▶ What you should do: In the entries below, find the line with "positive clicks: (449, 151) (446, 157)" and the line with "box: [0, 3, 190, 30]". Return those two lines and all lines between them, exactly.

[Provided data]

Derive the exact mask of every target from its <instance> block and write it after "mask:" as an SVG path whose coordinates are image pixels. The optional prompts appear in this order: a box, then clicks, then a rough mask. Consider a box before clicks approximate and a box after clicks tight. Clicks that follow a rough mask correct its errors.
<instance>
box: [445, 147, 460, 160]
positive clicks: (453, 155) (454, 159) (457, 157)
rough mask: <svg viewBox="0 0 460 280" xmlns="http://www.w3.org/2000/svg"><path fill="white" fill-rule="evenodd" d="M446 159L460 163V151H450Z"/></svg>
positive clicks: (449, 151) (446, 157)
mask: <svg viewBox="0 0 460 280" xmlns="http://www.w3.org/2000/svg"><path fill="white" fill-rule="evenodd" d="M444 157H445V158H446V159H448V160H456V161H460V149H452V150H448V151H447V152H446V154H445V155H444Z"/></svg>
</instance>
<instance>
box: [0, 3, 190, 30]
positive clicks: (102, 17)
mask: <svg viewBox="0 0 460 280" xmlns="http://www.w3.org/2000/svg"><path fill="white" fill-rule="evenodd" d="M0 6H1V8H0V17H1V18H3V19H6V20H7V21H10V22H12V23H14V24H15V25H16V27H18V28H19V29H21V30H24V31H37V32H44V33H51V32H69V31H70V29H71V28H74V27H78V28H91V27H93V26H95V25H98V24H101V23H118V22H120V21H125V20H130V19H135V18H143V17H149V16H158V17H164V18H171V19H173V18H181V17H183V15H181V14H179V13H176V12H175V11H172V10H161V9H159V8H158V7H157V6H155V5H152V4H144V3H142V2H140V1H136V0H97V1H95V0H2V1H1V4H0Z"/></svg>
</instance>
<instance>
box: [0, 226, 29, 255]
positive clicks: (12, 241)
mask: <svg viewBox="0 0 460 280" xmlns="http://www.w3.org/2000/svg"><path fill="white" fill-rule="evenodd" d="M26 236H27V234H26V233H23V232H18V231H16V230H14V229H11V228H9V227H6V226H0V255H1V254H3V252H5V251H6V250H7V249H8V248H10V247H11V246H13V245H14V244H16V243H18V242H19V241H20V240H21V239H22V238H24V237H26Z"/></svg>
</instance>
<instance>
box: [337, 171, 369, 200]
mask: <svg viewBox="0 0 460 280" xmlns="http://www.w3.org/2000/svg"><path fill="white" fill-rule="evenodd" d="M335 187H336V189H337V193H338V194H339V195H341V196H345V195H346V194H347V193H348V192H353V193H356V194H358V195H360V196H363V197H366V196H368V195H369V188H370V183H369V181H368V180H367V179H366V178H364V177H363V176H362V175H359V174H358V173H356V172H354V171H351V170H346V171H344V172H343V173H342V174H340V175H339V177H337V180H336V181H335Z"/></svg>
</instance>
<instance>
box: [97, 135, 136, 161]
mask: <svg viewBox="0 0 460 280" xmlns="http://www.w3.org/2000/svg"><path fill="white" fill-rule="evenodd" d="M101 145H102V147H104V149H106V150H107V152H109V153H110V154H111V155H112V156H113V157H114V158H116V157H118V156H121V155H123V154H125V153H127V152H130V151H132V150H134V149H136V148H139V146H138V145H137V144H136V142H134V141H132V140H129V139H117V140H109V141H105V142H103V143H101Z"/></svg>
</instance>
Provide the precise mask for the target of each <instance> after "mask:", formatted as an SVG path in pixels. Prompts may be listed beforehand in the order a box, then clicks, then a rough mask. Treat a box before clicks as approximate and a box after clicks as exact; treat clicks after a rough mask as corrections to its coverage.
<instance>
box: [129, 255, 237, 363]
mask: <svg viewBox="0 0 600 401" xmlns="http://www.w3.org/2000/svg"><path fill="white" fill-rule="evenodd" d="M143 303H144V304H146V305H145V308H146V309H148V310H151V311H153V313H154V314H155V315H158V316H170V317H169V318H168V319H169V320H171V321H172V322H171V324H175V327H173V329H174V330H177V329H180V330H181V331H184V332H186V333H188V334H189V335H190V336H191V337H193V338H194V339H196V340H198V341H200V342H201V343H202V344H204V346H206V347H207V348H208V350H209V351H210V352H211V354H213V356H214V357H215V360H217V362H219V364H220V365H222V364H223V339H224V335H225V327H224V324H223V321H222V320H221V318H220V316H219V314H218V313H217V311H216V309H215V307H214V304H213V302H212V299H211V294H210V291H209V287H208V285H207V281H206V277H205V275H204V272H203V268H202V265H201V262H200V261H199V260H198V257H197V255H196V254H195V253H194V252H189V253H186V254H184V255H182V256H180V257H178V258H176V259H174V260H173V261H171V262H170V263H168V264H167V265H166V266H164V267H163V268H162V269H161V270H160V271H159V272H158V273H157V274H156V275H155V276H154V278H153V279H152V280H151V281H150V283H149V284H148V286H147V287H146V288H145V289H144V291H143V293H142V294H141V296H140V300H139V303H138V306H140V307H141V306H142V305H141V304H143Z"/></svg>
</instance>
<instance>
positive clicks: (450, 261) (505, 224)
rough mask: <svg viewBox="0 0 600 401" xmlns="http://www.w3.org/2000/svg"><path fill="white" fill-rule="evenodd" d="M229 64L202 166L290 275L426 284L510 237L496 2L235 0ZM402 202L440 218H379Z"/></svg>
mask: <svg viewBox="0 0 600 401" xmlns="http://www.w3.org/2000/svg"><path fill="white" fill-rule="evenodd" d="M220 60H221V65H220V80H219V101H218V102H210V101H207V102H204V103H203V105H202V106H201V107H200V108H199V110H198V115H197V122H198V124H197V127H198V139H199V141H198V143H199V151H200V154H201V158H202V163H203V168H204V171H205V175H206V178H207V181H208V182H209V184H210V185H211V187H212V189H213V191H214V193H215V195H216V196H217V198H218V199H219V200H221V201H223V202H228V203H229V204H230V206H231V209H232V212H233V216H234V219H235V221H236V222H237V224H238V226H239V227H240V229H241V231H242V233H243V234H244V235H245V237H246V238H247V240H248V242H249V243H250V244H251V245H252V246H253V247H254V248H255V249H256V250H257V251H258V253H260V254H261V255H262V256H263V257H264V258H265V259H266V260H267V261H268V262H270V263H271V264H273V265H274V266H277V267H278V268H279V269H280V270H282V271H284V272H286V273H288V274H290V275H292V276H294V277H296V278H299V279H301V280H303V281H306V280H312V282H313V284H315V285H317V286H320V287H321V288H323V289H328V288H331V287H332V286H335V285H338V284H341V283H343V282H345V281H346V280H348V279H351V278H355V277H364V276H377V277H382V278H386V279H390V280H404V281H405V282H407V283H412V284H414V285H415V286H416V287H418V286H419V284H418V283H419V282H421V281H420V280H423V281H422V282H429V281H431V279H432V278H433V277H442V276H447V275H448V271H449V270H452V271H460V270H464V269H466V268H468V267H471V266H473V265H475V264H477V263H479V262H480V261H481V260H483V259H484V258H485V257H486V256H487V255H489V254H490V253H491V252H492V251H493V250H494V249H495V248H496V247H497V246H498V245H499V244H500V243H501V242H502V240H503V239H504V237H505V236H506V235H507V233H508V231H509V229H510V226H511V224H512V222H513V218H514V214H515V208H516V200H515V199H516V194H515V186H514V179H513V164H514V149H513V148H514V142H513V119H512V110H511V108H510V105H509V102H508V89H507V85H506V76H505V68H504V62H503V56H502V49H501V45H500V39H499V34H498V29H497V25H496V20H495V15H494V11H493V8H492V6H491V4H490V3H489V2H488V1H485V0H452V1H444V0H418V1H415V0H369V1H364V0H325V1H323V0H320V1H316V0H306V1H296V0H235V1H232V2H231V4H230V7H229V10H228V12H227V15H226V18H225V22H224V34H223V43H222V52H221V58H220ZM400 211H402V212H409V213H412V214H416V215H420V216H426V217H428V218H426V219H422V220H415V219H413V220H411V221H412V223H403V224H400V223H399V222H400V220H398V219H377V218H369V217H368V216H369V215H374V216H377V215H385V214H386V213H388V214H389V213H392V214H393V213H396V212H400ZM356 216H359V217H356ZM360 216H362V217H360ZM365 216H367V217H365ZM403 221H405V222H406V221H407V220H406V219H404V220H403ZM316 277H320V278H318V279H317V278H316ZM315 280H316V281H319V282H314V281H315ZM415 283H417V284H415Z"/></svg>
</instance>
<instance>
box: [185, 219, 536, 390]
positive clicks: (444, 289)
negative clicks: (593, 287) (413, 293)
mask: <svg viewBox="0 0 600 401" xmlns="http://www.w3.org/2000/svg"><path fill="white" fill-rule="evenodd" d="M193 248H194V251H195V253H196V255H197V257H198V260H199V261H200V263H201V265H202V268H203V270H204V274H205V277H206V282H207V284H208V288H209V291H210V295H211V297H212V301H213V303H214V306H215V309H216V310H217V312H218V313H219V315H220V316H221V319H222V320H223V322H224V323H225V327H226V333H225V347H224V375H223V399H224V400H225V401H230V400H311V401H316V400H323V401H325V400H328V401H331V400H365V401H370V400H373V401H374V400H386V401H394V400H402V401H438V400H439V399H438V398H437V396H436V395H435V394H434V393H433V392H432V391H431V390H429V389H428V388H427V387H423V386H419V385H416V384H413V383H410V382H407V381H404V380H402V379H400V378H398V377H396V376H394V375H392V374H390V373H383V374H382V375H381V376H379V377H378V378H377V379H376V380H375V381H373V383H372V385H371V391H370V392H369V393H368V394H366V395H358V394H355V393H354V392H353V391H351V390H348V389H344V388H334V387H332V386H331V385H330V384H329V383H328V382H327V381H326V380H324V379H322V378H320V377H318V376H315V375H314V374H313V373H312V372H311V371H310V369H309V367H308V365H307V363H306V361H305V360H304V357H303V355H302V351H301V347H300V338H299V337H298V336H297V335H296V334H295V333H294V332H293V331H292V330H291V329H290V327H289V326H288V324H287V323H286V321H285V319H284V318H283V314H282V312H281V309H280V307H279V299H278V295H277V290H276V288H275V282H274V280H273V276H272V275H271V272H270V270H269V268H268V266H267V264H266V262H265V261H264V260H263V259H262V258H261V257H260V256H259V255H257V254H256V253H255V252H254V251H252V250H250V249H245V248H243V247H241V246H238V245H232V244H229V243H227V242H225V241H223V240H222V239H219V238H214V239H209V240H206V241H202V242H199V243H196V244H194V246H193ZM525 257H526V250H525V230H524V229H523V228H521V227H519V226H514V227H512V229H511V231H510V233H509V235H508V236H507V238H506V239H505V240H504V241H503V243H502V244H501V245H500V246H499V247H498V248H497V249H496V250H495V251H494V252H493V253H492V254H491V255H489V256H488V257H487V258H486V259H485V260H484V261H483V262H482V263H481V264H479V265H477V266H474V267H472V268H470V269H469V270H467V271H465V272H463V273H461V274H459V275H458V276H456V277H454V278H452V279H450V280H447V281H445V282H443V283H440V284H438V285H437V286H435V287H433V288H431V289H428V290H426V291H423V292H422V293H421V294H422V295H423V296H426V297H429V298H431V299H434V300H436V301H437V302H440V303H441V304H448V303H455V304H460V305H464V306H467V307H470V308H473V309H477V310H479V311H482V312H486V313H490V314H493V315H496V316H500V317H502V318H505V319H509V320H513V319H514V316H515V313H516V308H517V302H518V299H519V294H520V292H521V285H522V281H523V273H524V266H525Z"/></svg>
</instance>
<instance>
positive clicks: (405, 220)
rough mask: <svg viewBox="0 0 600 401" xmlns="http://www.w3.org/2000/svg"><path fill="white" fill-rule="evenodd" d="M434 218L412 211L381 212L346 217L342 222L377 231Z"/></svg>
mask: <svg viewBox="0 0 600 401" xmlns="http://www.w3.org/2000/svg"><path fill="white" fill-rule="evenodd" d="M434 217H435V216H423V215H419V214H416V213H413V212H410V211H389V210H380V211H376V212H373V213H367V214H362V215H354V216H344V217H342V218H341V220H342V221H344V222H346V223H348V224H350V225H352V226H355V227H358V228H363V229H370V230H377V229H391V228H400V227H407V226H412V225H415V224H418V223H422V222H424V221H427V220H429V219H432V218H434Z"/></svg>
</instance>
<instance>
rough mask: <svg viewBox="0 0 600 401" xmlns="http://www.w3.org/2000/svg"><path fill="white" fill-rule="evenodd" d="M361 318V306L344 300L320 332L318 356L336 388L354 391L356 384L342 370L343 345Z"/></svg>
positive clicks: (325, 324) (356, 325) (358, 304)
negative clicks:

[/Provided data]

▶ Exercise response:
positive clicks: (449, 151) (446, 157)
mask: <svg viewBox="0 0 460 280" xmlns="http://www.w3.org/2000/svg"><path fill="white" fill-rule="evenodd" d="M444 157H445V158H446V159H448V160H456V161H460V149H452V150H448V151H447V152H446V154H445V155H444Z"/></svg>
</instance>
<instance>
box: [0, 3, 190, 30]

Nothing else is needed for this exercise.